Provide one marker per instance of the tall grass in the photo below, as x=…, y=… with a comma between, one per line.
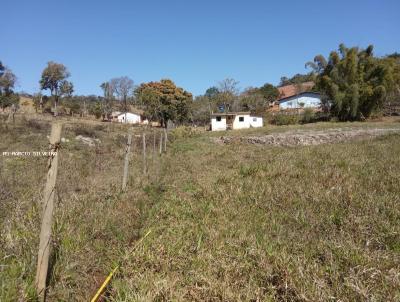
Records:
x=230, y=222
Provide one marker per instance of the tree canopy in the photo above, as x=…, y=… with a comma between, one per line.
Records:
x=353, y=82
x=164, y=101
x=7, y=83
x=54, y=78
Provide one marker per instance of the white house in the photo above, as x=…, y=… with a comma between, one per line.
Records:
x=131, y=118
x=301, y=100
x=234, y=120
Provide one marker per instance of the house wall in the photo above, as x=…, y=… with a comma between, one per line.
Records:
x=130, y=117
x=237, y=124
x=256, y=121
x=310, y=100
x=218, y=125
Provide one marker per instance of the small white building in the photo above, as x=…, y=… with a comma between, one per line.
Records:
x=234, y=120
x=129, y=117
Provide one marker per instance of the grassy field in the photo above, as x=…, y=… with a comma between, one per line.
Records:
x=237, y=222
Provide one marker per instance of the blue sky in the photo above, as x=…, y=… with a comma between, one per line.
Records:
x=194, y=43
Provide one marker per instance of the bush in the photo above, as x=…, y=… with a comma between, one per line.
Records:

★ ★ ★ ★ ★ ★ ★

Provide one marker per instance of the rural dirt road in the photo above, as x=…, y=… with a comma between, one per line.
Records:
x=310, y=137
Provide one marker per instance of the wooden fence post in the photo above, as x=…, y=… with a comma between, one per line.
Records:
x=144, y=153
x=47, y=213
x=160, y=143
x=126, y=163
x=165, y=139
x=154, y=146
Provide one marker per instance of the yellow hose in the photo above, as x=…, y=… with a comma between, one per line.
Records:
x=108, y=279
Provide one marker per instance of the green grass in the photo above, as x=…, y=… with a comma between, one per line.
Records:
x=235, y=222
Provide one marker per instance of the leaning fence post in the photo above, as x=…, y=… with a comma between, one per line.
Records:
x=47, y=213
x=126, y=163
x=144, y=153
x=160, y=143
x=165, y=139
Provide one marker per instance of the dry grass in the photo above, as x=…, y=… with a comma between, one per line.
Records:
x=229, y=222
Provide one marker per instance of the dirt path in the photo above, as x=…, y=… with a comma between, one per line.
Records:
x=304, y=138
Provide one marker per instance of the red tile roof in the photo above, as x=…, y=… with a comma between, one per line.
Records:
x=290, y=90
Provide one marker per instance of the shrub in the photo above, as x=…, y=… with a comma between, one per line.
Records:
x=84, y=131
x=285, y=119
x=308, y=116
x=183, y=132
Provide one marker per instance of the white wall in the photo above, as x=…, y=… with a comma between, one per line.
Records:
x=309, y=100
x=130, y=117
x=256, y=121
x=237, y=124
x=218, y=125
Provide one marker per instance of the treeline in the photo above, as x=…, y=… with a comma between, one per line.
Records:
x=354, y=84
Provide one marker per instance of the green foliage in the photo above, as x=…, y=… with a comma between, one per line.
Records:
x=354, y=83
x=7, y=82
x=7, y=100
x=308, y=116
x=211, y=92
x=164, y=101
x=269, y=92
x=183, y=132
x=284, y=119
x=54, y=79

★ ★ ★ ★ ★ ★ ★

### Task statement
Return the lines from the line containing "Provide one marker per instance of the green grass" to the line containing "x=235, y=222", both included, copied exactly as they appear in the records.

### Result
Provide one marker per instance of the green grass in the photo above, as x=…, y=… with a comma between, one per line.
Records:
x=235, y=222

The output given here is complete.